-- Start of Entries shown --
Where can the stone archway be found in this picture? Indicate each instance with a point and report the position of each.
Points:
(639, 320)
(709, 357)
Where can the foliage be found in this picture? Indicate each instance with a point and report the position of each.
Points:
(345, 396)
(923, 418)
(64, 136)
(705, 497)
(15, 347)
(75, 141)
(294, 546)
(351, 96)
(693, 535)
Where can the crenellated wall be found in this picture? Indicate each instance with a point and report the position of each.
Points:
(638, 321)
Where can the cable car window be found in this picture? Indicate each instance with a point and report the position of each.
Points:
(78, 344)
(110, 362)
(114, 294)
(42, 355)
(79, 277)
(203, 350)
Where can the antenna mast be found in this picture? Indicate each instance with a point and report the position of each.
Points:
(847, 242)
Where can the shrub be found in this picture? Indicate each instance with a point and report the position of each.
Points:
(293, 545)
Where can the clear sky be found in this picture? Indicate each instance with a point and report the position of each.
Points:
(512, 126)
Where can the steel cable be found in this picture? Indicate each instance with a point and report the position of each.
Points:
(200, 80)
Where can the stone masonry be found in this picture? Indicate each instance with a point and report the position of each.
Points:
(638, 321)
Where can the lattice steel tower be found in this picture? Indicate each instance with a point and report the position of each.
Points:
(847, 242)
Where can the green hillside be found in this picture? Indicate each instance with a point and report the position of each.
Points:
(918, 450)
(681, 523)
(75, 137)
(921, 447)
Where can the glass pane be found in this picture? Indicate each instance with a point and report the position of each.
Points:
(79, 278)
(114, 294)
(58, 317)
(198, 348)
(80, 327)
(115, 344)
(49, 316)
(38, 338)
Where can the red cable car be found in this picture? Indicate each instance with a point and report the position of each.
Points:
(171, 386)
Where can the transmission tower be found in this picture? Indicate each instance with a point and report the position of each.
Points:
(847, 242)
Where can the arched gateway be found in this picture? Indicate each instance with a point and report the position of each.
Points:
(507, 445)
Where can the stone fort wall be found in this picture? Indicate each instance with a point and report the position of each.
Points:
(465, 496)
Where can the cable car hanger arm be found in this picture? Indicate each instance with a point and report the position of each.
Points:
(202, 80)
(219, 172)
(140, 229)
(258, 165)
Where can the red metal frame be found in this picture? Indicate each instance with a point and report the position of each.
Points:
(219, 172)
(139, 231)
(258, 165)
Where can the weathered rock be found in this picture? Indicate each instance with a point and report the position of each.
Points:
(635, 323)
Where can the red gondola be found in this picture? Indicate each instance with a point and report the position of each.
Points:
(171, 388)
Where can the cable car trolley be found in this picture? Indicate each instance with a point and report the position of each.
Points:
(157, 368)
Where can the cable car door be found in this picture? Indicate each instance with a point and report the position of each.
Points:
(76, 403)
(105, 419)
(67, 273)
-- End of Entries shown --
■ **Written problem**: The records above need to be transcribed in full. Keep every character unchanged.

■ **Solution to this problem**:
Where can the stone archway be found in this picture? Indicate each instance with a point and report the position of each.
Points:
(639, 320)
(709, 357)
Where can the foliage be found in this picture? Indicate each instance with a point and report the position of each.
Points:
(345, 396)
(923, 418)
(64, 136)
(705, 497)
(15, 347)
(75, 141)
(294, 546)
(351, 96)
(693, 535)
Where can the crenellated wall be found in this picture? Indicate each instance with a point and report the position of each.
Points:
(638, 321)
Where can the cable car window be found in this picture? Indicate each instance with a point and report the position of each.
Points:
(78, 344)
(110, 362)
(114, 294)
(42, 355)
(79, 277)
(203, 350)
Where can the antenna mast be found in this picture? Indicate each instance with a point and report the position of each.
Points:
(847, 242)
Where can the shrub be found in this picture? Indicate each instance with a point and report the position of each.
Points:
(293, 545)
Where can the clear sky be found in this picture? Indicate each instance with a point and report the position of each.
Points:
(512, 126)
Where can the steel cable be found in this picture? Indicate each instance with a point and report the position of each.
Points:
(200, 80)
Where can the stone masonry be found in this picture? Indicate each instance with a point and report the position of each.
Points:
(638, 321)
Where can the lattice steel tower be found in this picture? Indicate each instance with a point and report the position of each.
Points:
(847, 242)
Where can the green hillside be found in this picture? Indicate each instance with a point and report the position of each.
Points:
(918, 450)
(681, 523)
(75, 137)
(921, 447)
Where can the glass pane be found in this picture? Indicate each instance with a point and report the position of each.
Points:
(79, 278)
(114, 294)
(58, 317)
(198, 348)
(80, 327)
(115, 344)
(49, 316)
(38, 338)
Where can the red cable car be found in this picture? Indicate each instance with a point and report the position of each.
Points:
(171, 386)
Where can the transmission tower be found in this picture? Indicate each instance with a point and report the position of each.
Points:
(847, 242)
Where can the arched gateway be found in this picture? Indicate each instance with a point and report the position of each.
Points:
(507, 445)
Where can the stone fort wall be found in this picture? Indicate each instance with a point and report the position of each.
Points:
(465, 496)
Where can the cable car hanger arm be found in this picture? Indicate each instance with a point and report the position of each.
Points:
(202, 80)
(219, 172)
(140, 229)
(258, 165)
Where can the red metal frame be found in this picture? Indicate each instance with a point and report the position of each.
Points:
(219, 172)
(139, 231)
(258, 165)
Where can the weathered rock be found in this picture? Indicate each instance with a point and report the position of each.
Points:
(635, 323)
Where can the red gondola be found in this picture? Indicate each instance with a point and report the position of each.
Points:
(171, 388)
Where can the cable car trolley be found in this picture? Indicate each instance with a point and report the position of each.
Points:
(157, 368)
Where can the cable car door be found in this picture? Indicate each instance with a point and report the position of each.
Points:
(76, 403)
(105, 419)
(67, 273)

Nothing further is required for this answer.